◆ **WHAT YOU NEED TO DO**
Count the lines in the records below that contain the word "navy". Reply with the number alone.

(Saved entries)

__________________________________________________

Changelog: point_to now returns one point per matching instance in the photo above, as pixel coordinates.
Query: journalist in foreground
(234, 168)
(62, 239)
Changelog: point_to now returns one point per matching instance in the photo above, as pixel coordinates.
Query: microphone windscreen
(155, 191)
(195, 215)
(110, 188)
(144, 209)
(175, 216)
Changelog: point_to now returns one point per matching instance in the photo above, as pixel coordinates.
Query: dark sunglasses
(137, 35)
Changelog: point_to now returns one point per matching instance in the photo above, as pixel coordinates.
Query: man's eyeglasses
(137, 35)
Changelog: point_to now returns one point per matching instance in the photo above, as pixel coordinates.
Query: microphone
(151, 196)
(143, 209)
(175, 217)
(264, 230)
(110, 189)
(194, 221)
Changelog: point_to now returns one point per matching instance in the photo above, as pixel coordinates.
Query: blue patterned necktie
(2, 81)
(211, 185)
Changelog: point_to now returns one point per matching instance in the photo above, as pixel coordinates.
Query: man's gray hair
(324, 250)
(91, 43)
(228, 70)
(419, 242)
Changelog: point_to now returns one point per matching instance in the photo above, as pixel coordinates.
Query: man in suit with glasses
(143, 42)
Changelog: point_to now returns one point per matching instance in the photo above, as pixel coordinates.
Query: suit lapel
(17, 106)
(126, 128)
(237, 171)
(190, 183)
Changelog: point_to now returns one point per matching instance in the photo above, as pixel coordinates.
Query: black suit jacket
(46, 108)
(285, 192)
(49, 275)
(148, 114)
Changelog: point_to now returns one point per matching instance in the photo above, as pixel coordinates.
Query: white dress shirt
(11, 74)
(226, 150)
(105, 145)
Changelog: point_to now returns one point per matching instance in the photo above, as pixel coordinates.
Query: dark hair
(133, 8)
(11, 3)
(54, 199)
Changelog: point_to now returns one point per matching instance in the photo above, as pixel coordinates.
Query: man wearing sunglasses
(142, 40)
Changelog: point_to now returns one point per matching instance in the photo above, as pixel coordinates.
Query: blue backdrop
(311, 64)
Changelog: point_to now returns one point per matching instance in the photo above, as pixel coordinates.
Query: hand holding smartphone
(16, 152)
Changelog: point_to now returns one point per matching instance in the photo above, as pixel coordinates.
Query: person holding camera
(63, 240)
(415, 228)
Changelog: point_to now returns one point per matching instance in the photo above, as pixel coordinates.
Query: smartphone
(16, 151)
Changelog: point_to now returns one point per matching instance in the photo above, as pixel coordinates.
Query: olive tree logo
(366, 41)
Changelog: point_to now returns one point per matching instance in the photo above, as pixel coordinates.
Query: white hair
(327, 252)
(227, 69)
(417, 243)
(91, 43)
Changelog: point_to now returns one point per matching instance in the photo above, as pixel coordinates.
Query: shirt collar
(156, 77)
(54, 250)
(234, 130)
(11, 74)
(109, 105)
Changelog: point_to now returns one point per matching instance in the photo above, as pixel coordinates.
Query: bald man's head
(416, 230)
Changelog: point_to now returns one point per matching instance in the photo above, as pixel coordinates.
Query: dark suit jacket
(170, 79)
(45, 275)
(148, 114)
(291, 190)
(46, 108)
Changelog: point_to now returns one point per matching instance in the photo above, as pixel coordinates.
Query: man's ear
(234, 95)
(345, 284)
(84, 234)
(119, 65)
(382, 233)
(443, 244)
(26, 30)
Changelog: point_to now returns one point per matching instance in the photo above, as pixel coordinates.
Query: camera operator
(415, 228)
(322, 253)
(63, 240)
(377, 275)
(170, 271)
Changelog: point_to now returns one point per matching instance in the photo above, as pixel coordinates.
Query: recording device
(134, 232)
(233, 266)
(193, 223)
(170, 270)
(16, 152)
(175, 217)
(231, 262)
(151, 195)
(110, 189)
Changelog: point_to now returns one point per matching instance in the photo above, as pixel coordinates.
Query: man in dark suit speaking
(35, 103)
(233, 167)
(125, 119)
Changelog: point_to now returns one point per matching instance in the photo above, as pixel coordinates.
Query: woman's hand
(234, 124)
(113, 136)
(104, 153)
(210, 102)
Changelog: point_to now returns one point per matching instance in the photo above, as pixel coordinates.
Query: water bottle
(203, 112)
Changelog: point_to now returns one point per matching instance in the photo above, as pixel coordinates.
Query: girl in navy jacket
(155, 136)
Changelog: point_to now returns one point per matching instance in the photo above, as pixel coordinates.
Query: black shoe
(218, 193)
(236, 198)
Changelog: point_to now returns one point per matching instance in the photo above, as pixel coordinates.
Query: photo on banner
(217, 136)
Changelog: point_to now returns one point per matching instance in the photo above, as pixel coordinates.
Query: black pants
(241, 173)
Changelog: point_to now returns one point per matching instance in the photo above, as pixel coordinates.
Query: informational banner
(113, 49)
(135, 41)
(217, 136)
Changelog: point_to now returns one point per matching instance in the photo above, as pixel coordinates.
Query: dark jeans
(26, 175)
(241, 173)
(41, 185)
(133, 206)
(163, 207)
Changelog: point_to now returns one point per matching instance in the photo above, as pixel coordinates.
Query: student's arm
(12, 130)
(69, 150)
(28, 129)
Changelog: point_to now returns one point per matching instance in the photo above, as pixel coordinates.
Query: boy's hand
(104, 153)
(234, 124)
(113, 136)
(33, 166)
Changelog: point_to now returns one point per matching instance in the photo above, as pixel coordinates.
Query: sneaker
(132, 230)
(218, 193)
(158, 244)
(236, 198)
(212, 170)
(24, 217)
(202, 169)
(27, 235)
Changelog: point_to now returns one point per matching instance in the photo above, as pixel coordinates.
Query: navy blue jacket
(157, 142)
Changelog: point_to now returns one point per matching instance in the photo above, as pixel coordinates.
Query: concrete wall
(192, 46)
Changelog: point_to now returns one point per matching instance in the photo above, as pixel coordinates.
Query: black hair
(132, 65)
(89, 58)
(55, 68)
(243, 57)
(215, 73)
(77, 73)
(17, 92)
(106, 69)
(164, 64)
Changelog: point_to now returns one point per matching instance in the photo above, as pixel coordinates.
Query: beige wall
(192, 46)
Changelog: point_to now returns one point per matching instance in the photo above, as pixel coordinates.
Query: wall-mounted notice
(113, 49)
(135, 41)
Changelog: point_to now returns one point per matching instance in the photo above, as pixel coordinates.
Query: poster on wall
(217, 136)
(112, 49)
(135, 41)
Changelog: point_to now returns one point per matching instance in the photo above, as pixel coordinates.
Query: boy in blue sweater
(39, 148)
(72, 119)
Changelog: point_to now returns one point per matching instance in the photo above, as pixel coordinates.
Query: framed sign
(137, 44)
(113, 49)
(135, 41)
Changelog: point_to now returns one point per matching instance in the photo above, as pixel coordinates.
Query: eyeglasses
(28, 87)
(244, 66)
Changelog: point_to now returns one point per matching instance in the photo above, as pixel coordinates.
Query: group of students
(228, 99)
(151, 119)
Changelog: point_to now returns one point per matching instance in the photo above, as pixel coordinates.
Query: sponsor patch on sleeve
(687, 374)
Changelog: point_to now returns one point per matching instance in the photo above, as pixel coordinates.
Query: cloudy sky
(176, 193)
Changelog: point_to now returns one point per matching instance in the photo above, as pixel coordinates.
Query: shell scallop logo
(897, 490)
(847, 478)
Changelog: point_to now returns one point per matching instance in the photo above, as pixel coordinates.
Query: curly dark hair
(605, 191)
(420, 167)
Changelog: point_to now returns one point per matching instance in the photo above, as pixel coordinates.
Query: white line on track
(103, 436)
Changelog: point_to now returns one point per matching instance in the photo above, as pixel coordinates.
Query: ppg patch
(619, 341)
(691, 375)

__________________________________________________

◆ **TASK RESULT**
2